DOCUMENT EXTRACT:
ΔK280 TauRD-DsRed SH-SY5Y cells were seeded in a 6-well plate (5 × 105/well) and treated with retinoic acid, test compound, and doxycycline as described. On day 8, cells were collected and lysates were prepared by 6 freeze/thaw cycles. After centrifugation to collect supernatant, caspase-1 activity in 50 μg cell extracts was measured using the ICE Fluorometric Assay Kit (BioVision, Milpitas, CA, United States). The mixture was incubated for 2 h at 37°C and caspase-1 activity was measured with excitation/emission wavelengths at 400/505 nm (FLx800 Fluorescence Microplate Reader; BioTek Instruments Incorporation, Winooski, VT, United States). In addition, the collected cells were lysed by sonication. Acetylcholinesterase (AChE) activity in supernatant was determined using AChE Activity Assay Kit (Sigma-Aldrich, St. Louis, Mosby, MO, United States) with 10 μg cell extracts. The mixture was incubated for 2–10 min at room temperature and absorbance at 412 nm was measured using the Multiskan GO Microplate Spectrophotometer Reader (Thermo Fisher Scientific, Waltham, MA, United States). The release of lactate dehydrogenase (LDH) in culture medium was examined by using the LDH Cytotoxicity Assay Kit (Cayman, Ann Arbor, MI, United States). The absorbance was read at 490 nm with the Multiskan GO Microplate Spectrophotometer Reader.

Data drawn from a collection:
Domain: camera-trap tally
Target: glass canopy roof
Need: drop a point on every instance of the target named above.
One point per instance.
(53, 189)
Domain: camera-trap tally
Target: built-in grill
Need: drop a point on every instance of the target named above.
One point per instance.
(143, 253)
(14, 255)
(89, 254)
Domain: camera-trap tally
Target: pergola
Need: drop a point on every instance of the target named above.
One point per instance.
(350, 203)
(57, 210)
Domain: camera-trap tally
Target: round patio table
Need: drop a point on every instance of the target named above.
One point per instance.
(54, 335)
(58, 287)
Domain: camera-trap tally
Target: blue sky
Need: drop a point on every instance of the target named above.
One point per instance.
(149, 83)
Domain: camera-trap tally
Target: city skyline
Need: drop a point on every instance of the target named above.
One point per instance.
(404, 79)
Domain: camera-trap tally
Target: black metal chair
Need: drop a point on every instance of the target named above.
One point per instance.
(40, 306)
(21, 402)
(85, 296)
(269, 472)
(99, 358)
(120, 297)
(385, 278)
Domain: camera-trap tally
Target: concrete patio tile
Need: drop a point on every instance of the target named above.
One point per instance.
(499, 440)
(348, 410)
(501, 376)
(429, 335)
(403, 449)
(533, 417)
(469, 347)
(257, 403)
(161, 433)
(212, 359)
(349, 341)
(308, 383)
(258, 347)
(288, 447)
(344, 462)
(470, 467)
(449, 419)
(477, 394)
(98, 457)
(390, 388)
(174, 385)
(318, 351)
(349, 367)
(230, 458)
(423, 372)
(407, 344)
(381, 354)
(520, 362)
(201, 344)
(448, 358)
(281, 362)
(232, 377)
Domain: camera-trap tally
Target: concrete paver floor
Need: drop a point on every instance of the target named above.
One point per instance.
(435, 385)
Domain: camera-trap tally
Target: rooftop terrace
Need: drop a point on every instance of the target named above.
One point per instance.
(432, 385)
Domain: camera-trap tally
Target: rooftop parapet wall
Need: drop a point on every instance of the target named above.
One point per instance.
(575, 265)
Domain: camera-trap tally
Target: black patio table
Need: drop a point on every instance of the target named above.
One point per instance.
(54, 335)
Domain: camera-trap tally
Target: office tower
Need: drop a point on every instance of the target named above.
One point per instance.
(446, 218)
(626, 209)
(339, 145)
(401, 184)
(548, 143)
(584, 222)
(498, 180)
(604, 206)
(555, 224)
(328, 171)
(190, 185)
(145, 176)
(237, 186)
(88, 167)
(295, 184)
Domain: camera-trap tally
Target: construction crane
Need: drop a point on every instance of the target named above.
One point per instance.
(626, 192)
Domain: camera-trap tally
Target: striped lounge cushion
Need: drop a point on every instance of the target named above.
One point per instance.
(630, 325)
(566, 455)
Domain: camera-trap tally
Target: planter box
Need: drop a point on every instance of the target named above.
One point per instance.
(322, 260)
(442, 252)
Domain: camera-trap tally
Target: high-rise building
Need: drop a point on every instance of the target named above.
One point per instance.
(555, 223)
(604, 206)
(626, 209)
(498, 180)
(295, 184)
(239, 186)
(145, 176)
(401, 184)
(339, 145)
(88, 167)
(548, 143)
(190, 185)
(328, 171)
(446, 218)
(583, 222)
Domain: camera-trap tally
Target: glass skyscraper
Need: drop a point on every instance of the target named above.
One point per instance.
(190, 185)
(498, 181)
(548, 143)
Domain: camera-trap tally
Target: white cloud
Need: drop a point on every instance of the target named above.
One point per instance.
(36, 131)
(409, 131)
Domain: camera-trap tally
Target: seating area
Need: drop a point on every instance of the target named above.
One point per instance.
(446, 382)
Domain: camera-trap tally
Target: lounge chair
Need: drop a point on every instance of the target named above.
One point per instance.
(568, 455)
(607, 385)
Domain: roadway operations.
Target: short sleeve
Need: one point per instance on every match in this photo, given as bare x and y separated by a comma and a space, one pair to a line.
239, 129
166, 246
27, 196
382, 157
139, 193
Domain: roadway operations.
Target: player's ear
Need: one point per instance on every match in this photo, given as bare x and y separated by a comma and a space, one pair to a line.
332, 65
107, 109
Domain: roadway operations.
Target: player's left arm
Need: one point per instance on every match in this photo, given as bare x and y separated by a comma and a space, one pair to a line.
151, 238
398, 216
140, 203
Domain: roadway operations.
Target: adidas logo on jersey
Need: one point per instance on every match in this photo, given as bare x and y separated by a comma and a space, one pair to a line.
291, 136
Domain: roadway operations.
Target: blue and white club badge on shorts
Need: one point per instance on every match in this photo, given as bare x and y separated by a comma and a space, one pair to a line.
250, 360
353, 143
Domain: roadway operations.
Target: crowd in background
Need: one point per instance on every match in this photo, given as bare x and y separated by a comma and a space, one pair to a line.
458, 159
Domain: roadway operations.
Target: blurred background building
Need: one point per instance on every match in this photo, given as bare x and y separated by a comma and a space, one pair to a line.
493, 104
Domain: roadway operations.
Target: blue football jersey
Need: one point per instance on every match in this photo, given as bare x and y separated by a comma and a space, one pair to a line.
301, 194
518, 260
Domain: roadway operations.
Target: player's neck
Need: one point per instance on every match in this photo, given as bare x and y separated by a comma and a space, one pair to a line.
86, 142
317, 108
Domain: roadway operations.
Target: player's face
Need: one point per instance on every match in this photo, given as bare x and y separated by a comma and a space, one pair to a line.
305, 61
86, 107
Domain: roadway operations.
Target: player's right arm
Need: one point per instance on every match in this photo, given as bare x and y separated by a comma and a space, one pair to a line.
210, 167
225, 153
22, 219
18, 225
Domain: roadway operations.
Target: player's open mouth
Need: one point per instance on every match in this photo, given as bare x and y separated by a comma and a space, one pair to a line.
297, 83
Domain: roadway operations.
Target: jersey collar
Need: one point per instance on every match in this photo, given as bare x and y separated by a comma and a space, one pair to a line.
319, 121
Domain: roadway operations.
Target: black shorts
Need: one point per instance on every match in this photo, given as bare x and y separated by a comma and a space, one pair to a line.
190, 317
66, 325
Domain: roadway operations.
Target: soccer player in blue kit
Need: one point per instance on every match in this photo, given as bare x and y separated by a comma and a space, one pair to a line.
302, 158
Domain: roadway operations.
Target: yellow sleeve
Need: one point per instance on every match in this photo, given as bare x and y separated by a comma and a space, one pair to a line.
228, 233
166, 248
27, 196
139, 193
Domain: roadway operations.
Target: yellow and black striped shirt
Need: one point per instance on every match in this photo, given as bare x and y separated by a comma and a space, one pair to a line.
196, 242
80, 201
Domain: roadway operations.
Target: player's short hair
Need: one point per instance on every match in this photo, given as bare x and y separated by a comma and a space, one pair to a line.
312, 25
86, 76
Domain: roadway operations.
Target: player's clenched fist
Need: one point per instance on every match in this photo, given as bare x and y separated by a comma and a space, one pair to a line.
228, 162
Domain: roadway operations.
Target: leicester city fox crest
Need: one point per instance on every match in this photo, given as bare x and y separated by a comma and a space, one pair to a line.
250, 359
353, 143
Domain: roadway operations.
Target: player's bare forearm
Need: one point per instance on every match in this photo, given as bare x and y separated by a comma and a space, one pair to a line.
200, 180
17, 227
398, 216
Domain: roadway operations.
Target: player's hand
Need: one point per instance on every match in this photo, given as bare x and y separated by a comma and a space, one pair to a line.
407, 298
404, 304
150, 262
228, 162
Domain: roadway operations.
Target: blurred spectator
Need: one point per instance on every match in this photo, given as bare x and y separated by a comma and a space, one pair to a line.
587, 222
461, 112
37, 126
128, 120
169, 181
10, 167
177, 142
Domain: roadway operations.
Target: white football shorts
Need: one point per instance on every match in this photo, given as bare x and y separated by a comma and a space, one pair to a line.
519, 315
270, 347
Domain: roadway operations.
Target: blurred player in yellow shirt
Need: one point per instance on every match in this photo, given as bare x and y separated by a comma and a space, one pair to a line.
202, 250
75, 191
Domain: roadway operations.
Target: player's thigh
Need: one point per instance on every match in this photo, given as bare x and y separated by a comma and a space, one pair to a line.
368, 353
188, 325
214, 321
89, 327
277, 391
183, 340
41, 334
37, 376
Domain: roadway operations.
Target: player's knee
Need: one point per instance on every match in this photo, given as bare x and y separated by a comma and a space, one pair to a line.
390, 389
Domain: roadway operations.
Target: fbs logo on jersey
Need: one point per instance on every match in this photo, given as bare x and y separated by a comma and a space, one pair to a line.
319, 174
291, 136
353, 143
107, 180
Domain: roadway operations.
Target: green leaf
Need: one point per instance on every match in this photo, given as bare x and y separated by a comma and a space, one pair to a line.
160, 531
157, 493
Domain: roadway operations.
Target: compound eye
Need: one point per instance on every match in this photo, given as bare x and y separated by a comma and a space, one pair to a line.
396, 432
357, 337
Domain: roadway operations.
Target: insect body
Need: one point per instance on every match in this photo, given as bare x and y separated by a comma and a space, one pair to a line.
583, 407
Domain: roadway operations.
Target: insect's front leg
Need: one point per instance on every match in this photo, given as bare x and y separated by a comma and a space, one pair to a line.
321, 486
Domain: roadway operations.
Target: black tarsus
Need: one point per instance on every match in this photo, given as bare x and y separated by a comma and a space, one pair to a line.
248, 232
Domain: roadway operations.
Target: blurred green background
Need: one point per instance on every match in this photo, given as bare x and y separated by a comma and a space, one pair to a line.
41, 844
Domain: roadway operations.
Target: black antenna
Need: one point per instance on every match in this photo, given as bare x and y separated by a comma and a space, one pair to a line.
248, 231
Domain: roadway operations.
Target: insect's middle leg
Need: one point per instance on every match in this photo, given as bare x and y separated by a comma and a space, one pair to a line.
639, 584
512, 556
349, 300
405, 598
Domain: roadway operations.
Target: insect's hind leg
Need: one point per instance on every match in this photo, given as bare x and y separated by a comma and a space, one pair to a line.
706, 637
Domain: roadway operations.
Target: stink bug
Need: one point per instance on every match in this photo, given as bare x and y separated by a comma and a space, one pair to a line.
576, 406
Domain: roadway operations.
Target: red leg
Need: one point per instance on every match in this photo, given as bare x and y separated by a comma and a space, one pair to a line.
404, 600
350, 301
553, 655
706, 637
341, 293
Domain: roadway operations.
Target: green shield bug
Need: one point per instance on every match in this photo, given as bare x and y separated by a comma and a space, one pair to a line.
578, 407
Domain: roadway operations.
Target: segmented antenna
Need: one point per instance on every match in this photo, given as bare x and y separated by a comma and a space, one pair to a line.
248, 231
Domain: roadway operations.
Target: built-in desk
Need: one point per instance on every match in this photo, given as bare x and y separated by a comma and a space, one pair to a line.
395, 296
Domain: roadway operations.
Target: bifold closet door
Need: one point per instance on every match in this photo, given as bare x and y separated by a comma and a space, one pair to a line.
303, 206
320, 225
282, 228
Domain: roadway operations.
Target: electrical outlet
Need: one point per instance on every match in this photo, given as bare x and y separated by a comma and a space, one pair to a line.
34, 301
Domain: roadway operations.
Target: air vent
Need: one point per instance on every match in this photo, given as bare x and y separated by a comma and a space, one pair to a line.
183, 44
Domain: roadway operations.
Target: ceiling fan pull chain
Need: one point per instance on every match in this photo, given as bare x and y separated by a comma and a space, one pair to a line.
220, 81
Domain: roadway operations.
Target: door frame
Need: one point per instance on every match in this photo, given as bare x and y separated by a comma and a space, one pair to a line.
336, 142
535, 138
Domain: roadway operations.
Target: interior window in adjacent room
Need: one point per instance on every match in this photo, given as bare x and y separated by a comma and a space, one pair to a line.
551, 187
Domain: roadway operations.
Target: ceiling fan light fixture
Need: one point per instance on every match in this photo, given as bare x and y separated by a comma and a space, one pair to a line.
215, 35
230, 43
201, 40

TASK INSTRUCTIONS:
Copy out the passage above on the caspase-1, AChE, and LDH assays in full, word for word.

WRITTEN SOLUTION:
ΔK280 TauRD-DsRed SH-SY5Y cells were seeded in a 6-well plate (5 × 105/well) and treated with retinoic acid, test compound, and doxycycline as described. On day 8, cells were collected and lysates were prepared by 6 freeze/thaw cycles. After centrifugation to collect supernatant, caspase-1 activity in 50 μg cell extracts was measured using the ICE Fluorometric Assay Kit (BioVision, Milpitas, CA, United States). The mixture was incubated for 2 h at 37°C and caspase-1 activity was measured with excitation/emission wavelengths at 400/505 nm (FLx800 Fluorescence Microplate Reader; BioTek Instruments Incorporation, Winooski, VT, United States). In addition, the collected cells were lysed by sonication. Acetylcholinesterase (AChE) activity in supernatant was determined using AChE Activity Assay Kit (Sigma-Aldrich, St. Louis, Mosby, MO, United States) with 10 μg cell extracts. The mixture was incubated for 2–10 min at room temperature and absorbance at 412 nm was measured using the Multiskan GO Microplate Spectrophotometer Reader (Thermo Fisher Scientific, Waltham, MA, United States). The release of lactate dehydrogenase (LDH) in culture medium was examined by using the LDH Cytotoxicity Assay Kit (Cayman, Ann Arbor, MI, United States). The absorbance was read at 490 nm with the Multiskan GO Microplate Spectrophotometer Reader.